[START Dataset records]

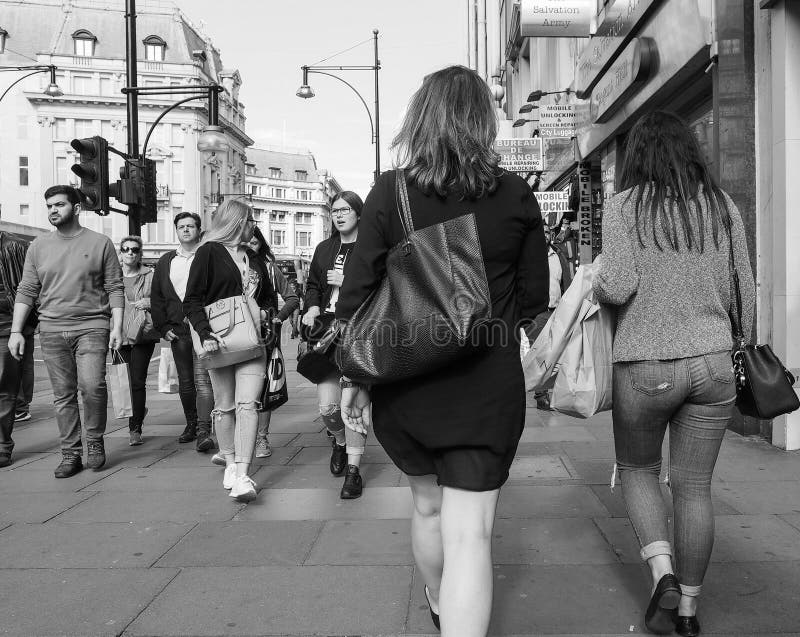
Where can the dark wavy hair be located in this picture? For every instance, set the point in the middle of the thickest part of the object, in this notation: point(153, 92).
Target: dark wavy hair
point(265, 251)
point(446, 142)
point(665, 167)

[END Dataset records]

- _Given request_: Reproduce the lines of every record verbatim, omitting the pictures from your answer.

- _Solution below_:
Where can the dark wavy hair be located in this picture? For every instance, set the point in the middle of the thickest part of the object, in this notation: point(153, 92).
Target: dark wavy hair
point(265, 251)
point(446, 142)
point(665, 167)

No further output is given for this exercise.